• [GIVEN PROBLEM]:
Render the listing below as a Markdown table with the columns Row and Line, one numbered row per line and blank lines skipped. Leave any pictures out of the table.

----------

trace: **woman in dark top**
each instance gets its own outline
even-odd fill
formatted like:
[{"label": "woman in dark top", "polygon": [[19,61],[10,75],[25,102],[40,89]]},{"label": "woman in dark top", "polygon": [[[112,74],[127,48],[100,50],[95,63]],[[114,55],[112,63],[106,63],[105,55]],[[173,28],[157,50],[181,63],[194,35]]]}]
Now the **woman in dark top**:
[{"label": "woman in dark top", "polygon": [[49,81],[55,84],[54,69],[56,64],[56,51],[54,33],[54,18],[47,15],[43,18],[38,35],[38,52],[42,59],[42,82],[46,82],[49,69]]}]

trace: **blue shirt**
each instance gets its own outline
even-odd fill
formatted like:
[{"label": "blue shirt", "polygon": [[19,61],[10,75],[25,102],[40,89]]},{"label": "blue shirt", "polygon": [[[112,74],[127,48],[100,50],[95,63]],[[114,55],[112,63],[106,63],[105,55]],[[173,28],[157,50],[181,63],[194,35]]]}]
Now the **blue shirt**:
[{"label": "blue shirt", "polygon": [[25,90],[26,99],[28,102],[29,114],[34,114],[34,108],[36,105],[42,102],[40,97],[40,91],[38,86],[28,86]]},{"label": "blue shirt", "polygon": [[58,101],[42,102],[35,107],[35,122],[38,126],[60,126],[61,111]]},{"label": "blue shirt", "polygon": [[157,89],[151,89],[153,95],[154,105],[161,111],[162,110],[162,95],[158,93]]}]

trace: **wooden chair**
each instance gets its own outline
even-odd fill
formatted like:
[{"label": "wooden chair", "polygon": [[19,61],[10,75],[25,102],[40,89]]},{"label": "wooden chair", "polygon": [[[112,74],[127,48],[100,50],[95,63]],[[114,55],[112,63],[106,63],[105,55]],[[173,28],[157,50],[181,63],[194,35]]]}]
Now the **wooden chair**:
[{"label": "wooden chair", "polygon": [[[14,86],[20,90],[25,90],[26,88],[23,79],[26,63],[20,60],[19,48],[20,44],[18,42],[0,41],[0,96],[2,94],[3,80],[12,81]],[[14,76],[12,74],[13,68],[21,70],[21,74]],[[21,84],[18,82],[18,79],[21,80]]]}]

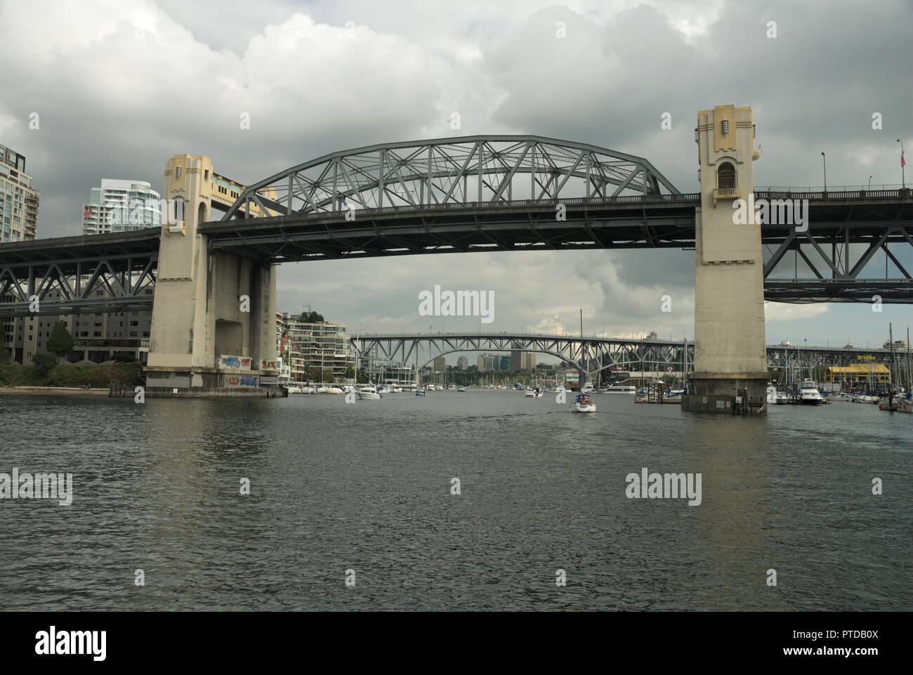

----------

• [WORKED ANSWER]:
| Row | Line |
|---|---|
| 1 | trace: **woman in dark top** |
| 2 | each instance gets its own outline |
| 3 | even-odd fill |
| 4 | formatted like: |
| 5 | [{"label": "woman in dark top", "polygon": [[19,61],[10,75],[25,102],[40,89]]},{"label": "woman in dark top", "polygon": [[[112,74],[127,48],[100,50],[95,63]],[[114,55],[112,63],[106,63],[105,55]],[[173,28],[157,50],[181,63],[194,35]]]}] |
| 6 | Now the **woman in dark top**: |
| 7 | [{"label": "woman in dark top", "polygon": [[49,81],[55,84],[54,69],[56,64],[56,51],[54,33],[54,18],[47,15],[43,18],[38,35],[38,52],[42,59],[42,82],[46,82],[49,69]]}] |
| 8 | trace: **blue shirt** |
| 9 | each instance gets its own outline |
| 10 | even-odd fill |
| 11 | formatted like: |
| 12 | [{"label": "blue shirt", "polygon": [[19,61],[10,75],[25,102],[40,89]]},{"label": "blue shirt", "polygon": [[[112,74],[127,48],[100,50],[95,63]],[[114,55],[112,63],[106,63],[105,55]],[[173,28],[157,50],[181,63],[194,35]]]}] |
| 13 | Now the **blue shirt**: |
| 14 | [{"label": "blue shirt", "polygon": [[25,90],[26,99],[28,102],[29,114],[34,114],[34,108],[36,105],[42,102],[40,97],[40,91],[38,86],[28,86]]},{"label": "blue shirt", "polygon": [[58,101],[42,102],[35,107],[35,122],[38,126],[60,126],[61,111]]},{"label": "blue shirt", "polygon": [[157,89],[151,89],[153,95],[154,105],[161,111],[162,110],[162,95],[158,93]]}] |
| 15 | trace: **wooden chair** |
| 16 | each instance gets its own outline |
| 17 | even-odd fill |
| 18 | formatted like: |
| 19 | [{"label": "wooden chair", "polygon": [[19,61],[10,75],[25,102],[40,89]]},{"label": "wooden chair", "polygon": [[[112,74],[127,48],[100,50],[95,63]],[[114,55],[112,63],[106,63],[105,55]],[[173,28],[157,50],[181,63],[194,35]]]}] |
| 20 | Now the **wooden chair**: |
| 21 | [{"label": "wooden chair", "polygon": [[[14,86],[20,90],[25,90],[26,88],[23,79],[26,63],[20,60],[19,48],[20,44],[18,42],[0,41],[0,96],[2,94],[3,80],[12,81]],[[14,76],[12,74],[13,68],[21,70],[21,74]],[[21,84],[18,82],[18,79],[21,80]]]}] |